| ABOUT THIS EXERCISE |
Since only a count is wanted, work out how many lines in the material below contain the word "flower" and return that number.

***** SUPPLIED MATERIAL

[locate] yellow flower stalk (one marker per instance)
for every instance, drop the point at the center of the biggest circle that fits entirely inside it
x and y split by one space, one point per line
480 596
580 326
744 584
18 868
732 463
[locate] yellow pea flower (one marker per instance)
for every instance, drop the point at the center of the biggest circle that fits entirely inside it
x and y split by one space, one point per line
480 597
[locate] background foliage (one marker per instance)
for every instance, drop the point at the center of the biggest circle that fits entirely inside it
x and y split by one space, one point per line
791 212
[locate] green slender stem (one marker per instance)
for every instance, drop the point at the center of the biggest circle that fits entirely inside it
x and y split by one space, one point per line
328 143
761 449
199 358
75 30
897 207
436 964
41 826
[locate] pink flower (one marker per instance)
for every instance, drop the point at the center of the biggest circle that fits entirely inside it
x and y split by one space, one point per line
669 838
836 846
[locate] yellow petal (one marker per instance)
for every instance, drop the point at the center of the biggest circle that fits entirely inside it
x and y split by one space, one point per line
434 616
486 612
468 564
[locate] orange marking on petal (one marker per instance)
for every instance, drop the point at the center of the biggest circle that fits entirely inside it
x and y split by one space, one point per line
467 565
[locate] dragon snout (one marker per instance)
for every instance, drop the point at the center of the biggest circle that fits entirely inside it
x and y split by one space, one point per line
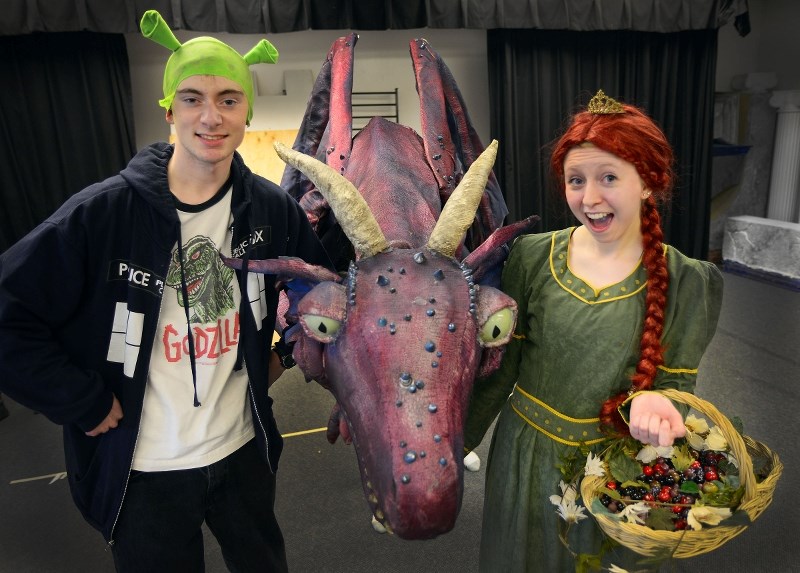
419 502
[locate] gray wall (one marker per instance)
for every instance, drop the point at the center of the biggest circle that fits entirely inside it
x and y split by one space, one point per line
383 63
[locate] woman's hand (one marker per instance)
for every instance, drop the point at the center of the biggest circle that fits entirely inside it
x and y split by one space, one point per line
654 420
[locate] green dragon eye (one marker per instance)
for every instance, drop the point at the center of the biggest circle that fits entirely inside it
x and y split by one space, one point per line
322 328
497 328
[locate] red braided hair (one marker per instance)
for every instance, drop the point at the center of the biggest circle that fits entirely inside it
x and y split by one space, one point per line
634 137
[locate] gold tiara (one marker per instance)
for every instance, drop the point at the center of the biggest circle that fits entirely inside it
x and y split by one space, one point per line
601 104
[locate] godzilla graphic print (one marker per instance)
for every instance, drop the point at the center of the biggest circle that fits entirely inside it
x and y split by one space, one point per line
208 281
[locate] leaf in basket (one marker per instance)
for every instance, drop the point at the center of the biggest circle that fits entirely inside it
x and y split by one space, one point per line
728 468
599 508
725 496
701 514
623 468
585 562
740 517
681 458
660 519
612 493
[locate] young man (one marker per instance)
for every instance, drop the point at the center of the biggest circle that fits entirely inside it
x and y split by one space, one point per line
118 321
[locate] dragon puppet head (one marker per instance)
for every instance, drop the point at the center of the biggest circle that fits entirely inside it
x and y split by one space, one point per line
400 337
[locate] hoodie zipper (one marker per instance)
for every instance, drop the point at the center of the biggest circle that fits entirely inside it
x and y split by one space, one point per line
245 307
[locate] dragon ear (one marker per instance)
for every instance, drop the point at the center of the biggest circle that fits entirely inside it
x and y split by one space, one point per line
459 211
155 28
262 53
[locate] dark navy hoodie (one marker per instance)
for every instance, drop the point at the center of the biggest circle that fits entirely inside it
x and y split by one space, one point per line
108 248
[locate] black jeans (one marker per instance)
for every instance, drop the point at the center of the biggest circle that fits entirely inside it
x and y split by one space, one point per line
159 527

**********

| WRITTEN REPLY |
3